What is needed:
Write out, exactly as they appear, only the lines running from the line with "Mark a dot on each instance of the green leaf" to the final line of the listing; include both.

Provided data:
□ □ □
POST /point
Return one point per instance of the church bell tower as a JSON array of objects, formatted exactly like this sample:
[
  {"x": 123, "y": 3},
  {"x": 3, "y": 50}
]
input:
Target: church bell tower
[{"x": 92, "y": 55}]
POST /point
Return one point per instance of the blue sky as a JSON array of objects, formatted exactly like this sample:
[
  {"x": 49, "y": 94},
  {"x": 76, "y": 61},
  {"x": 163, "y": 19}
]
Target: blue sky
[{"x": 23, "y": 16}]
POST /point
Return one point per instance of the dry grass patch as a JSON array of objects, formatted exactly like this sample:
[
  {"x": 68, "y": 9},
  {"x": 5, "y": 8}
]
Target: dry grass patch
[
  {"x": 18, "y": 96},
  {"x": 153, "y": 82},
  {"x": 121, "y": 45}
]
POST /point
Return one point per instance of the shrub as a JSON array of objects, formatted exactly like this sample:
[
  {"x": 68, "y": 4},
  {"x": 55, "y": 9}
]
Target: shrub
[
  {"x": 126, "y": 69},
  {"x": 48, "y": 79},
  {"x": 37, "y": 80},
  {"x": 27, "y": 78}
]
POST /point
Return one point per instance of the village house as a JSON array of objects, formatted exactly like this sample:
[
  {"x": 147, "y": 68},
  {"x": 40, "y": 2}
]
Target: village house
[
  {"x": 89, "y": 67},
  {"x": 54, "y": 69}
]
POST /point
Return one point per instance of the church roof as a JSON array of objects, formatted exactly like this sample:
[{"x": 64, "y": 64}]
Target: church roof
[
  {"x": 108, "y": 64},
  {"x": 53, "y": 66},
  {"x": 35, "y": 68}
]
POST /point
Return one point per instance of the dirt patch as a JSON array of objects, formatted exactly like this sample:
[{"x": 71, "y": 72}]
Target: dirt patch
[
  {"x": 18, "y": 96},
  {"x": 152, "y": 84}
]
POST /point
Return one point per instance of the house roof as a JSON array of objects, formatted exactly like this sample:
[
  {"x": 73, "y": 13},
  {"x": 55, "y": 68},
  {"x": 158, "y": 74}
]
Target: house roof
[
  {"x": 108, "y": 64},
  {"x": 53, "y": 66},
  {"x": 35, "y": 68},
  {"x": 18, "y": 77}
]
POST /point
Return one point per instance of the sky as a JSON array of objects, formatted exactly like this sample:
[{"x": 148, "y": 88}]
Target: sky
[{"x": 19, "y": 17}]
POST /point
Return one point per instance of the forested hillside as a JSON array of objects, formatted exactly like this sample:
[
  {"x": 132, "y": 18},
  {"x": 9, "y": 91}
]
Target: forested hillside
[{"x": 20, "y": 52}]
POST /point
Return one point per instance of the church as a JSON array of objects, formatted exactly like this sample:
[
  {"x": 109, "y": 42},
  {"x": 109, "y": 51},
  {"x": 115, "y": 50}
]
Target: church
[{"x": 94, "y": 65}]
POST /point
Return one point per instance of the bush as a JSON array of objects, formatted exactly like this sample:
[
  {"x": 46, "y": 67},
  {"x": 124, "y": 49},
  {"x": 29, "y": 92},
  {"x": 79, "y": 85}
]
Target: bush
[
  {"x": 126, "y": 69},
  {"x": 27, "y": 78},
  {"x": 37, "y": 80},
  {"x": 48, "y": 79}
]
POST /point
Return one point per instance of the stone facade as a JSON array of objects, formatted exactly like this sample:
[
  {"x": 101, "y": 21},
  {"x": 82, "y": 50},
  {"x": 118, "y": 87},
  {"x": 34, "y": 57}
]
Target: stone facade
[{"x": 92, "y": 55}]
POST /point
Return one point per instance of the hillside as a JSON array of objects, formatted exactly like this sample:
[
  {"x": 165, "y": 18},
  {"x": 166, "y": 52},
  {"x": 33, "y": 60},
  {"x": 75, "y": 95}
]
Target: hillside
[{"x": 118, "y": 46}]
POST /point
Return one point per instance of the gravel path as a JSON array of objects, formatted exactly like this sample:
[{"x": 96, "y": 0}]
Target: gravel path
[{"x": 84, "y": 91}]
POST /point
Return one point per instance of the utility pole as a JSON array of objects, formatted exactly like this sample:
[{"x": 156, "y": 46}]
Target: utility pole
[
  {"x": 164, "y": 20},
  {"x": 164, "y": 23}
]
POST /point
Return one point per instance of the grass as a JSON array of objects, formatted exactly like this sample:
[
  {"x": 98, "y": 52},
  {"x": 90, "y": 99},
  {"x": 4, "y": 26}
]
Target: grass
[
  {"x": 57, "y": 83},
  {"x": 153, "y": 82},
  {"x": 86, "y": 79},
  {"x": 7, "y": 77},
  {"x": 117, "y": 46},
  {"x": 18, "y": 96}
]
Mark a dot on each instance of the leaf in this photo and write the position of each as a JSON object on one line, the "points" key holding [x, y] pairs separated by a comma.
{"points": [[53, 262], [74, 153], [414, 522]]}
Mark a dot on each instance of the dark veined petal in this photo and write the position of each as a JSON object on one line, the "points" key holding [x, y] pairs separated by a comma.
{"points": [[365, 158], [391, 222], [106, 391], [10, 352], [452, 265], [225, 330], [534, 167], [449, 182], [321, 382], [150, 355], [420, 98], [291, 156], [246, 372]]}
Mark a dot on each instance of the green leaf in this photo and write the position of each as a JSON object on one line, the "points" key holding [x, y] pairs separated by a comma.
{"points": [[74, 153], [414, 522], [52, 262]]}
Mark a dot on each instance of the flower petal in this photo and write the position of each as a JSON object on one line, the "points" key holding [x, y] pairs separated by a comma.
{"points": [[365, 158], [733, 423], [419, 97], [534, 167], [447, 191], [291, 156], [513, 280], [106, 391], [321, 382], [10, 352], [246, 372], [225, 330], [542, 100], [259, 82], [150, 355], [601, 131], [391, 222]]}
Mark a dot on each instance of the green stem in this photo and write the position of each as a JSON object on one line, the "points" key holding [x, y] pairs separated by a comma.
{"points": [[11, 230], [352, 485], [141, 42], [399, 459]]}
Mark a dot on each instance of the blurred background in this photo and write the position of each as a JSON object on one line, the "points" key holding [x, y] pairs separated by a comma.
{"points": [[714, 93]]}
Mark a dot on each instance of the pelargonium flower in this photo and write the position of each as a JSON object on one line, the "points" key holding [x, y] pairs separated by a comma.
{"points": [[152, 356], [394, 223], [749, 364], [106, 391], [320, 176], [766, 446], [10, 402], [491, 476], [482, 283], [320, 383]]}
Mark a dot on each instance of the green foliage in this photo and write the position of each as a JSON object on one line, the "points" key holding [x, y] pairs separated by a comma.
□ □ □
Answer:
Mark a dot on each instance of the green leaf in this photo and write the position of each as a JSON object on one line, the "points" key holding [x, y] pairs separated by a comma.
{"points": [[74, 153], [414, 522], [52, 262]]}
Mark a dot on each instance of the flower petal in this photo and write the position of each as a JSON object on one line, the "points" key holding [x, y] pairs separated by a comma.
{"points": [[365, 158], [733, 423], [419, 97], [534, 167], [447, 191], [291, 156], [513, 280], [106, 391], [321, 382], [10, 352], [246, 372], [225, 330], [542, 100], [259, 82], [150, 355], [601, 131], [391, 222]]}
Mark a dot on each instance of the green stem in this photo and write the position of each as a JSON object on one line, the "points" key holding [x, y] pairs separated by a comma.
{"points": [[11, 230], [352, 485], [141, 42], [399, 459]]}
Mark a dot on each instance of the blurred background in this photo and write the position of each as a JSON object on one line, the "points" key holding [x, y] pairs separated by a comma.
{"points": [[714, 93]]}
Mark a dot on each instance of the pelargonium flower in this photo and write the position of each as a JSON object on one line, the "points" key holding [x, y] pairs separated by a comma.
{"points": [[152, 356], [394, 223], [749, 364], [106, 391], [320, 176], [766, 446], [10, 402], [491, 476], [482, 283], [320, 383]]}
Mark a dot on each instance of the green foliage in this photo and write the position of each as a JSON object on one line, the "points" key holding [x, y] pairs separated by a comma.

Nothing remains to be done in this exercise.